◆ Exercise aim: Continue the article about Government Canyon below, picking up right after its last sentence.

◆ Page:
###
Dotted with scenic vistas, caves and springs, the new state natural area is an 8,600-acre recharge zone for the spirit.

By Carol Flake Chapman

When you think of canyons, you might think of dramatic landscapes like the Grand Canyon or Palo Duro, where you can feel dwarfed by the deep gorges and precipitous cliffs carved out by water over the eons. By comparison, Government Canyon, which lies on the Balcones Escarpment northwest of San Antonio, is considerably gentler and more human-scaled, though it has its rocky retreats and panoramic vistas. The water that has flowed and seeped through the canyon over the centuries has transformed the hard Edwards limestone of the escarpment into a classic karst landscape of bluffs, sinkholes, crevices and caves. Water appears and disappears in a poetic rhythm of springs, ephemeral creeks and losing streams, eventually finding its way into the Edwards Aquifer below.
###
◆ Dataset records:
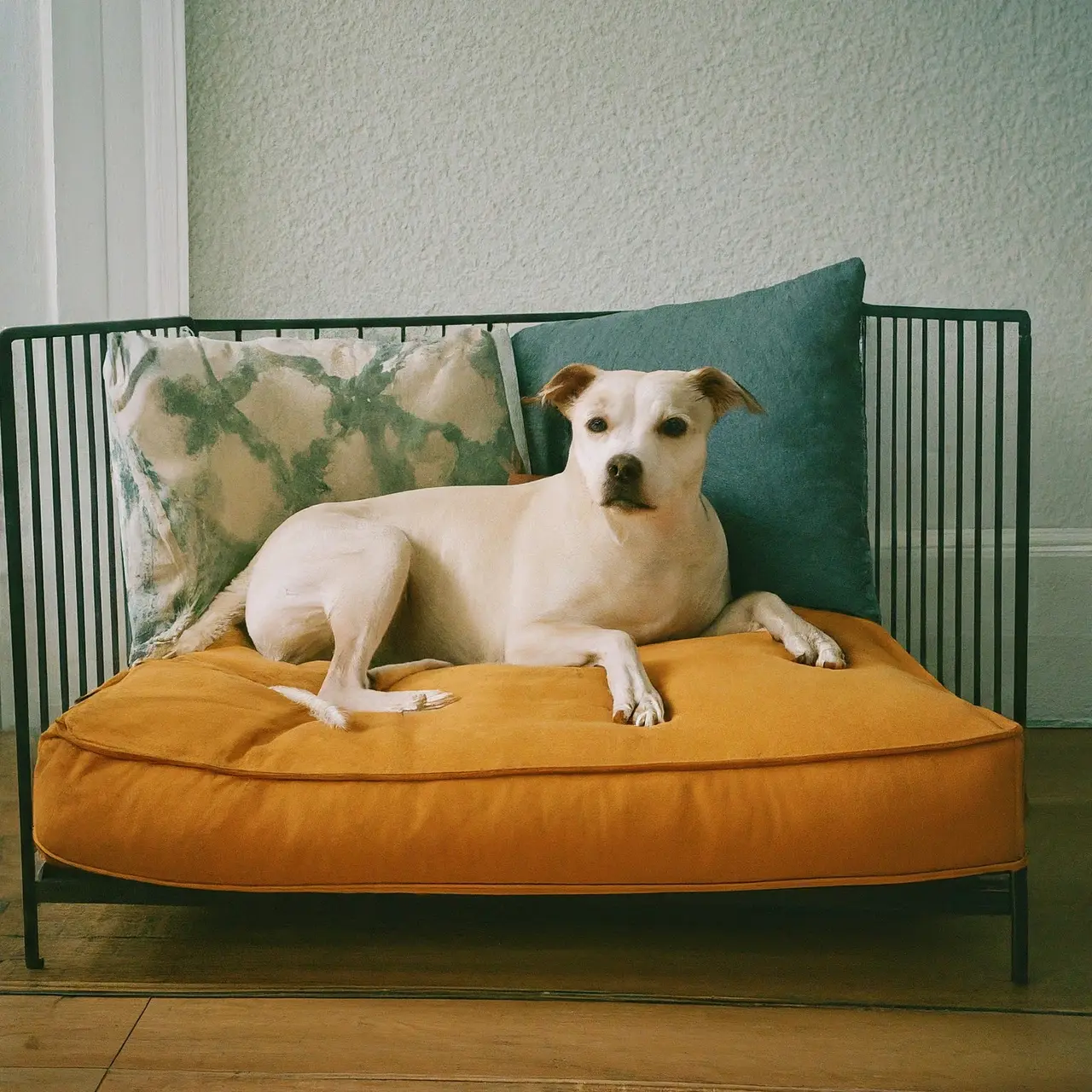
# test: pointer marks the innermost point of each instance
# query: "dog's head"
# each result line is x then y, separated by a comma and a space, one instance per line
639, 437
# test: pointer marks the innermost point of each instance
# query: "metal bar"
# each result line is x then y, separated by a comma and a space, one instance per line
909, 483
960, 414
16, 614
998, 510
39, 584
78, 328
942, 474
81, 617
979, 381
55, 474
110, 541
1022, 526
880, 447
93, 449
894, 479
1018, 926
923, 495
944, 314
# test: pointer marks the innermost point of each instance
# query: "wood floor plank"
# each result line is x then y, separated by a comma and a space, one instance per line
49, 1080
835, 1048
201, 1081
62, 1032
###
◆ Response to this exercise:
"Government Canyon kind of sneaks up on you," says Chris Beckcom of the Texas Parks and Wildlife Department, who has studied its terrain since it was first envisioned as a state natural area more than a decade ago by a consortium of citizens' conservation groups and government agencies. Its tranquil slopes and streambeds, shaded by stands of oak and cedar and the occasional mountain laurel, can come as a surprise, particularly if you've arrived there from busy downtown San Antonio, less than 20 miles away. "While you're down there below that green canopy, you'd never know you're so close to a big population center," says Bob Pine of the U.S. Fish and Wildlife Service, one of the partnering agencies concerned with the future of the canyon and its resources.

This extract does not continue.